──────── Information shown ────────
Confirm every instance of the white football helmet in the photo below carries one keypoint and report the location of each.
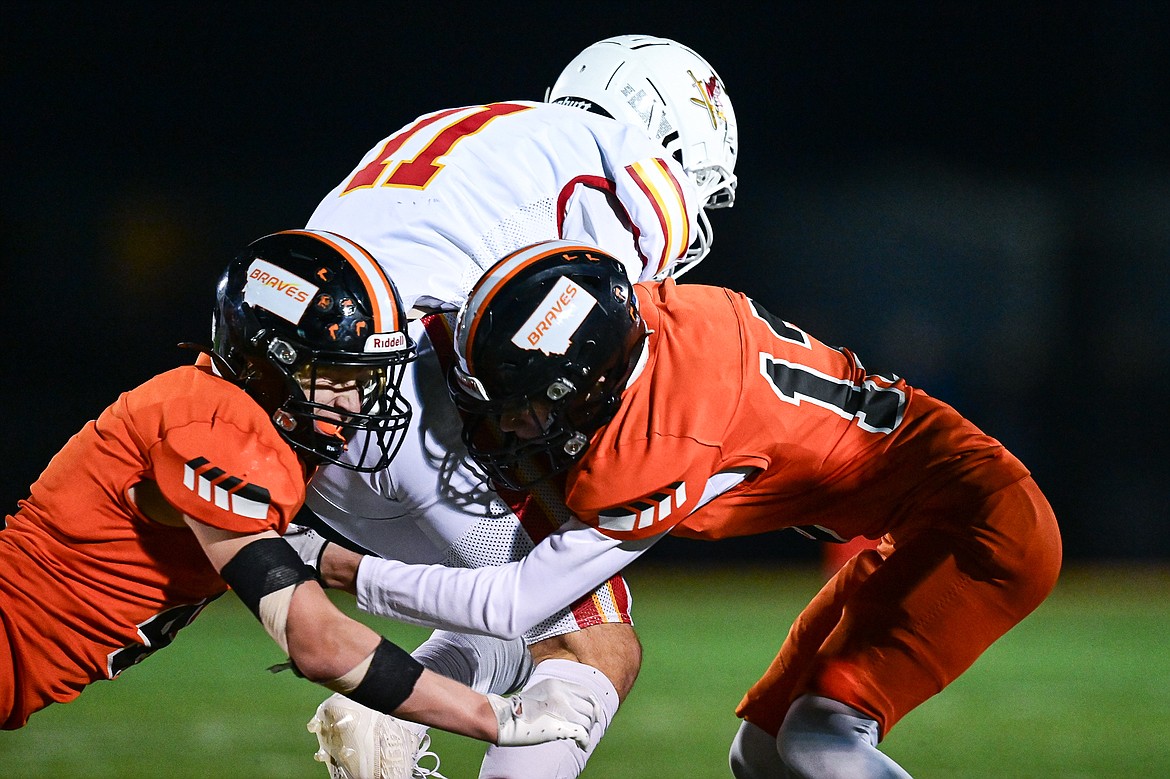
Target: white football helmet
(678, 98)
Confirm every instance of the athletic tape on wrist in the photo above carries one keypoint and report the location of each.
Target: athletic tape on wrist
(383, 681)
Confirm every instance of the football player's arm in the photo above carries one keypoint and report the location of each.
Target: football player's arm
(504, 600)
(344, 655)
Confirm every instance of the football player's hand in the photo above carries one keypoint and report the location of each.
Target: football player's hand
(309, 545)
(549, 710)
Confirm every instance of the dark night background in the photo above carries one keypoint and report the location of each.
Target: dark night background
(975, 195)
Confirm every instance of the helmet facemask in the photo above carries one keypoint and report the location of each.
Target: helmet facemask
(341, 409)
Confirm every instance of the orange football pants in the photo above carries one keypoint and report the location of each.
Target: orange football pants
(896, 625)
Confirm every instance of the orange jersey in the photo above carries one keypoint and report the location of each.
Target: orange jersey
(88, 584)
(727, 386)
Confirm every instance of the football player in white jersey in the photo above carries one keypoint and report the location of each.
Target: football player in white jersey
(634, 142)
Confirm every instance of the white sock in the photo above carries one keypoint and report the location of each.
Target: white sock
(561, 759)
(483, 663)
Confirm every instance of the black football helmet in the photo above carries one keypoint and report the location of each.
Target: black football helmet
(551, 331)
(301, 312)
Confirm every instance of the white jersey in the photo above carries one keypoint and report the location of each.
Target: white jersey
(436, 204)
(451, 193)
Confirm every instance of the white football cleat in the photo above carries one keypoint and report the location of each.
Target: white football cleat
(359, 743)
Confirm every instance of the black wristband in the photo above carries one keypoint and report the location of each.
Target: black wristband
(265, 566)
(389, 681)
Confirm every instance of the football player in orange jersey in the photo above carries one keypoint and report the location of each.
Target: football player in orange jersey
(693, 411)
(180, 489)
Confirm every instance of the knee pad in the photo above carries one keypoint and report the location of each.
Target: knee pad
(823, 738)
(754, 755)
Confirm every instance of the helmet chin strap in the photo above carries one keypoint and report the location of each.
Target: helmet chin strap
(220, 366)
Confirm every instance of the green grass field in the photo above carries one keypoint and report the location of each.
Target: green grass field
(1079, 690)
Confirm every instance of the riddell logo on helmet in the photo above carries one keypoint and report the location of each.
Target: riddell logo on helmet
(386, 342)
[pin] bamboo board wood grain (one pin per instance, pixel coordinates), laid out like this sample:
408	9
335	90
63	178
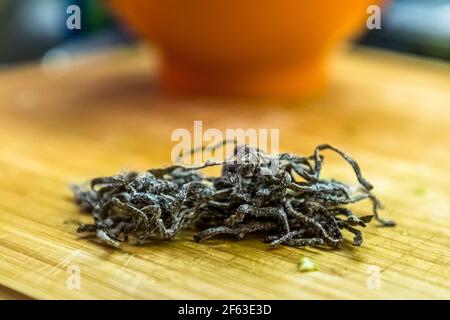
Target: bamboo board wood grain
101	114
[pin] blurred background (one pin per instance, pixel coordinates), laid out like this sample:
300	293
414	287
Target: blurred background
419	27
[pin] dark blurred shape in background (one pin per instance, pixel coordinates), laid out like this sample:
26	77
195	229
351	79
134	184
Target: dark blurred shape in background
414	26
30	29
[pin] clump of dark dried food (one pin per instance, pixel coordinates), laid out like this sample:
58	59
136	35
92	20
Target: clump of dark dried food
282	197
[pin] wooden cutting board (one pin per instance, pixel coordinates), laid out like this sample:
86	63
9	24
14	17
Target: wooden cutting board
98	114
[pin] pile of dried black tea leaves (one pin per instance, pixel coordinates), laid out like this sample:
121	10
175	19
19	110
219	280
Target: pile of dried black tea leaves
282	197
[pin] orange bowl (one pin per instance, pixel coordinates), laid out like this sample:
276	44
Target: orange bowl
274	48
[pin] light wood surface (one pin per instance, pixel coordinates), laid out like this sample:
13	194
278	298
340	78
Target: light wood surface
────────
Exercise task: Rescale the material above from the line containing "Confirm every instance of the riddell" through the end of the material. Rewrite those lines with the requests included and the format samples kept as they are, multiplying only the answer coordinates by 1.5 and rounding to whole numbers, with halves rounded up, and leave out the pictures.

Reply to the task:
Confirm every instance of the riddell logo on helmet in the photo above carries one keypoint and report the location of each.
Target: riddell logo on helmet
(579, 513)
[pin] bamboo board wood grain (one pin per instance, pixel coordinates), laid out like this sample:
408	9
335	90
63	178
Target: bamboo board wood grain
152	171
[pin] blurred background (one pin per instance, pixel coordinates), laid out like this sample:
300	293
414	287
Target: blurred background
629	41
[pin] dark blurred shape in background (one pin per instance, pixel coordinates), laid out like this sample:
26	77
195	229
351	79
134	184
Target: dark blurred shape in background
621	39
45	44
[pin] clump of dark dried food (one pin per instance, pixel coordinates), laid out like this sample:
58	59
136	35
92	20
Target: clump of dark dried food
423	296
[pin] wooden cutting board (one pin per instance, pixel coordinates), laid out like this sample:
86	63
9	24
14	17
Target: wooden cutting board
147	171
[pin] pile of dried black tea leaves (one pin per instance, pixel coordinates), laid out like this sample:
121	10
175	19
19	110
219	280
Target: pile of dried black tea leaves
423	296
[pin] orange bowl (one pin per instance, pixel coordinates), laid out like this sample:
276	44
Target: orange bowl
411	72
[pin] light wood surface (one pin per instance, pixel coordinates), laid out like this sample:
13	194
278	298
340	78
Target: light wood surface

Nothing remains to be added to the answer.